-- begin RAW RECORDS --

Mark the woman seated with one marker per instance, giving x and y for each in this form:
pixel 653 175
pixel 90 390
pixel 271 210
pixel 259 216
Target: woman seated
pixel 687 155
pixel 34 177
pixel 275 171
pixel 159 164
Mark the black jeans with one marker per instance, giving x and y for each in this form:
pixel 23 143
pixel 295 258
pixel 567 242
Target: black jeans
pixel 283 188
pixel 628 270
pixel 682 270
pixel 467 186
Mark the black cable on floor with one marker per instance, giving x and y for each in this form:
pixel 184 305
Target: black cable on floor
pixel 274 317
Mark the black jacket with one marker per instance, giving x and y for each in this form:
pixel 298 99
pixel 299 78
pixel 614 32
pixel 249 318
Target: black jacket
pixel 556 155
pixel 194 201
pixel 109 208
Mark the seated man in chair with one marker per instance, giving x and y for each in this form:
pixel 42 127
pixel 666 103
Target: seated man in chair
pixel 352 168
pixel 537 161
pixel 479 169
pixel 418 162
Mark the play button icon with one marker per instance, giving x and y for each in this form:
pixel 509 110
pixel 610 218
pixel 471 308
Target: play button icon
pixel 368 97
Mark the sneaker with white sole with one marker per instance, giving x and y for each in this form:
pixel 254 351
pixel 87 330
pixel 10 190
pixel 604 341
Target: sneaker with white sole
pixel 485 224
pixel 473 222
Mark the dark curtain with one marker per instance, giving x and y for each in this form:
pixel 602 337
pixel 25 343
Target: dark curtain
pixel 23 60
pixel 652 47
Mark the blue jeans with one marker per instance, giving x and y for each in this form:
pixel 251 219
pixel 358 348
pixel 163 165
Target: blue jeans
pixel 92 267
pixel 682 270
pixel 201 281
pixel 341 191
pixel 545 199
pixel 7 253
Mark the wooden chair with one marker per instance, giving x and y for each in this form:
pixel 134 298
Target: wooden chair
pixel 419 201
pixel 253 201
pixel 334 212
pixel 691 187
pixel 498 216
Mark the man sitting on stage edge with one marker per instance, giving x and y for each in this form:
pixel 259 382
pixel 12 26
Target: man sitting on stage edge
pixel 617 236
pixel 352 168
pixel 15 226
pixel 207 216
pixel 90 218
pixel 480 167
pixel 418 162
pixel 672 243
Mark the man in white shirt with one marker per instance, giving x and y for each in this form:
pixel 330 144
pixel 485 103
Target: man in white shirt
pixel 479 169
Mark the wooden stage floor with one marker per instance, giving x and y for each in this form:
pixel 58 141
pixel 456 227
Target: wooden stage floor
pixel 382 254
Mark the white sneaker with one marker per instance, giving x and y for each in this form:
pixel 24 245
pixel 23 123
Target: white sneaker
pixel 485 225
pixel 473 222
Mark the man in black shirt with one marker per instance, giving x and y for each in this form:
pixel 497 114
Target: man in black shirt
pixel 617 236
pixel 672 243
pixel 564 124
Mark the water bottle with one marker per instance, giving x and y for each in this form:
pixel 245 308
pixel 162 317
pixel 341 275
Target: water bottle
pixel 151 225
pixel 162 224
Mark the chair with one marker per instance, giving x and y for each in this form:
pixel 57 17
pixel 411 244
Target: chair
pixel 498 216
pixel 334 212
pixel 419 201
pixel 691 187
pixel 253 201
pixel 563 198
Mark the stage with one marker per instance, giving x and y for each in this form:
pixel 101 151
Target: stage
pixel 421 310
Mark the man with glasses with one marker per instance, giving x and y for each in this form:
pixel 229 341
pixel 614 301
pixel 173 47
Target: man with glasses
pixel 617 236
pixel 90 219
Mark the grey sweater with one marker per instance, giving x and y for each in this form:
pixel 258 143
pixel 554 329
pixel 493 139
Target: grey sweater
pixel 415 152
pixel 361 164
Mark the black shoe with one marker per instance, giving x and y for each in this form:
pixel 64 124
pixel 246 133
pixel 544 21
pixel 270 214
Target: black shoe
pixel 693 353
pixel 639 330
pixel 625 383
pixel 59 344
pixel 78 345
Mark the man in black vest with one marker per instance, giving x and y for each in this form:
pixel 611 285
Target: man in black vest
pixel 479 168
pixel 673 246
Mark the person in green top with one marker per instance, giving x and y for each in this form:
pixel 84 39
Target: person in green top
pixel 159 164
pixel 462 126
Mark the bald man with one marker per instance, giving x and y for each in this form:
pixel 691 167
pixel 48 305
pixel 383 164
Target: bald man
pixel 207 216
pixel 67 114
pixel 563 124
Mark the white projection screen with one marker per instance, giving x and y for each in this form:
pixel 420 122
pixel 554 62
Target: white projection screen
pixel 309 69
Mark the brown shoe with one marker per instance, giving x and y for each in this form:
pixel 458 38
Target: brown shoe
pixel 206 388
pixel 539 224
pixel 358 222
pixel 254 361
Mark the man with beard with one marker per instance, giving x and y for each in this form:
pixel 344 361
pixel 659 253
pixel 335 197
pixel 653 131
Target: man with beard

-- end RAW RECORDS --

TASK TO CARRY OUT:
Reproduce every one of the rows above verbatim, line by line, without altering any wording, spacing, or numbers.

TASK RESPONSE:
Mark the woman seated with one marker per instance, giving x and y for each in this form:
pixel 653 175
pixel 90 390
pixel 271 210
pixel 259 216
Target: woman seated
pixel 687 155
pixel 34 177
pixel 275 171
pixel 159 164
Mark the black jeans with one marker per instance, giving x and y for each in this form:
pixel 23 143
pixel 295 258
pixel 567 242
Target: black jeans
pixel 283 188
pixel 628 270
pixel 682 270
pixel 467 186
Mark the black cable on floor with one marker per instance, giving x and y for each in this form:
pixel 184 305
Target: black cable on floor
pixel 274 317
Mark the black jacket with one marker per instance, giving x and y for each in this form:
pixel 298 99
pixel 299 78
pixel 614 32
pixel 249 318
Target: black jacket
pixel 556 155
pixel 194 201
pixel 109 208
Mark the seated man in chair with one marker per instance, giving x and y for each in this form:
pixel 42 127
pixel 666 103
Target: seated man in chair
pixel 352 168
pixel 537 161
pixel 479 169
pixel 418 162
Mark the play button icon with one marker per instance, giving x and y for each in this form:
pixel 509 110
pixel 610 218
pixel 471 308
Target: play button icon
pixel 368 97
Mark the sneaker with white sole with one marker per instance, giving x and y for each in this form:
pixel 254 351
pixel 87 330
pixel 10 190
pixel 604 341
Target: sneaker with white sole
pixel 485 224
pixel 473 222
Mark the dark curtain with one marker per instance, giving x and y for each in this form:
pixel 602 337
pixel 25 343
Target: dark curtain
pixel 23 60
pixel 652 47
Mark the blue jeans with one marker per instance, giving x and y for each in this form:
pixel 251 219
pixel 358 348
pixel 163 165
Target: blue jeans
pixel 92 267
pixel 682 270
pixel 201 281
pixel 341 191
pixel 545 199
pixel 7 253
Mark the wooden chair with one marker per instance, giving x and y for each in this form:
pixel 134 298
Target: wooden chair
pixel 419 201
pixel 253 201
pixel 334 212
pixel 691 187
pixel 498 216
Mark the man sitting on stage edge with one marker per instance, giving x and y for each in this form:
pixel 259 382
pixel 12 26
Target: man sitting on stage edge
pixel 617 236
pixel 352 168
pixel 15 226
pixel 207 216
pixel 90 218
pixel 480 167
pixel 418 162
pixel 672 243
Mark the man in white shirt with one marker per instance, giving x and y for each in this form:
pixel 330 144
pixel 485 103
Target: man in white shirt
pixel 479 169
Mark the wooden stage floor with one marker per instance, giving x and y for each in this form:
pixel 58 141
pixel 456 227
Target: wooden stage floor
pixel 382 254
Mark the white sneaker with one marker per instance, giving x and y for each in this form:
pixel 24 245
pixel 23 123
Target: white sneaker
pixel 485 225
pixel 473 222
Mark the man in black shirt with one marker per instance, giving x and y for each in this form:
pixel 497 114
Target: man in black shirt
pixel 617 236
pixel 672 243
pixel 564 124
Mark the water bottle with one marker per instance, giving x and y for each in this form:
pixel 245 308
pixel 162 317
pixel 341 275
Target: water bottle
pixel 151 225
pixel 162 224
Mark the chair with one marker per instance, giving x and y for each in this form:
pixel 57 17
pixel 411 244
Target: chair
pixel 498 216
pixel 334 212
pixel 419 201
pixel 691 187
pixel 253 201
pixel 563 198
Mark the stage with one marker per instance, giving x and y for each in this form:
pixel 101 151
Target: stage
pixel 421 310
Mark the man with glasses with one marker per instance, giving x and y for each in this form:
pixel 229 341
pixel 614 301
pixel 173 47
Target: man with glasses
pixel 617 236
pixel 90 219
Mark the grey sweater with one marker per instance, giving x and y for each in this form:
pixel 258 143
pixel 554 329
pixel 493 139
Target: grey sweater
pixel 415 152
pixel 361 164
Mark the black shoe with one marker per instance, giving x and y for each in this form:
pixel 64 124
pixel 246 133
pixel 544 21
pixel 270 214
Target: black shoe
pixel 693 353
pixel 639 330
pixel 625 383
pixel 59 344
pixel 78 345
Mark the man in black vest with one marker per instance, giving x and y for each in this form:
pixel 611 285
Target: man in black vest
pixel 479 168
pixel 673 246
Mark the person in green top with one marker per instance, giving x and y for each in this form:
pixel 84 39
Target: person in green top
pixel 159 164
pixel 462 126
Mark the bald man with one marker per instance, giving x and y for each in this form:
pixel 691 167
pixel 48 305
pixel 383 164
Target: bald man
pixel 207 216
pixel 67 114
pixel 563 124
Mark the white projection screen with one marker per instance, giving x and y for each in this form:
pixel 420 122
pixel 554 62
Target: white projection screen
pixel 309 69
Mark the brown shoe with one marker per instance, giving x and y for each in this form:
pixel 458 38
Target: brown shoe
pixel 206 388
pixel 539 224
pixel 358 222
pixel 254 361
Mark the man with beard with one marker per instance, giving x and y for each in this form:
pixel 344 361
pixel 659 253
pixel 335 197
pixel 653 131
Target: man with beard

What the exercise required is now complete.